### Referring expression pointing data
====

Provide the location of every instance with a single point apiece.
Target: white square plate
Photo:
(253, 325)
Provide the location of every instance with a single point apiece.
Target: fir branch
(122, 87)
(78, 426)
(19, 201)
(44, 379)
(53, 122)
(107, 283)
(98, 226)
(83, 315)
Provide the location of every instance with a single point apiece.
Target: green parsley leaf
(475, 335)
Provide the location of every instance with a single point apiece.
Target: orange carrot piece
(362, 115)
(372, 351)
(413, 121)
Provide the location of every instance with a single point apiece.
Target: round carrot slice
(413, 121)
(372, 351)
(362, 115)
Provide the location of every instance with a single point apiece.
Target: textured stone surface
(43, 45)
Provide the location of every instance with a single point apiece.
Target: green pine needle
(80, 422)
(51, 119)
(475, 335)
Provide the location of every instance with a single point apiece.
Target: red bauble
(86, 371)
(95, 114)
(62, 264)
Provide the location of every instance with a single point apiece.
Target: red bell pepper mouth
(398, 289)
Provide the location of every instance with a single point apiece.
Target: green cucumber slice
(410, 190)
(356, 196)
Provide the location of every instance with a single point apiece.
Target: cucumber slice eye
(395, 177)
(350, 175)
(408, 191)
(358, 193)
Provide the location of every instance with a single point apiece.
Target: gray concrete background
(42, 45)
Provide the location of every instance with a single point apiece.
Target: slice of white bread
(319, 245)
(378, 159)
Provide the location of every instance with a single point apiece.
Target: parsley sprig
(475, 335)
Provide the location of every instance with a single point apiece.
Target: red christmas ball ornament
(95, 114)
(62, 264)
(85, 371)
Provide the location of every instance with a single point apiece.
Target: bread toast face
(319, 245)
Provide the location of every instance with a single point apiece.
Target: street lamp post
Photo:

====

### YOUR GOAL
Return only this span, exactly: the line that contains "Target: red bell pepper mouth" and all lines after it to the end of the records.

### WORKED SOLUTION
Target: red bell pepper mouth
(398, 289)
Provide the location of every instance with a single point apiece.
Target: green cucumber slice
(410, 190)
(356, 196)
Provide the location of every instance with a single point apiece.
Target: cucumber slice eye
(395, 177)
(350, 175)
(408, 191)
(358, 193)
Provide the location of every instance with a single point apiece.
Target: gray concrete background
(42, 45)
Provide the location of every instance with a single point apiece.
Target: slice of white bread
(319, 245)
(378, 159)
Provide the location of every instance with a single point apiece.
Target: parsley sprig
(475, 335)
Provide the location of every instance with a single point apiece.
Target: red christmas ball ornament
(95, 114)
(62, 264)
(85, 371)
Provide the location of every instance with a single point apiece.
Target: bread toast face
(319, 245)
Provide the location of every instance with a single point apiece.
Target: street lamp post
Photo:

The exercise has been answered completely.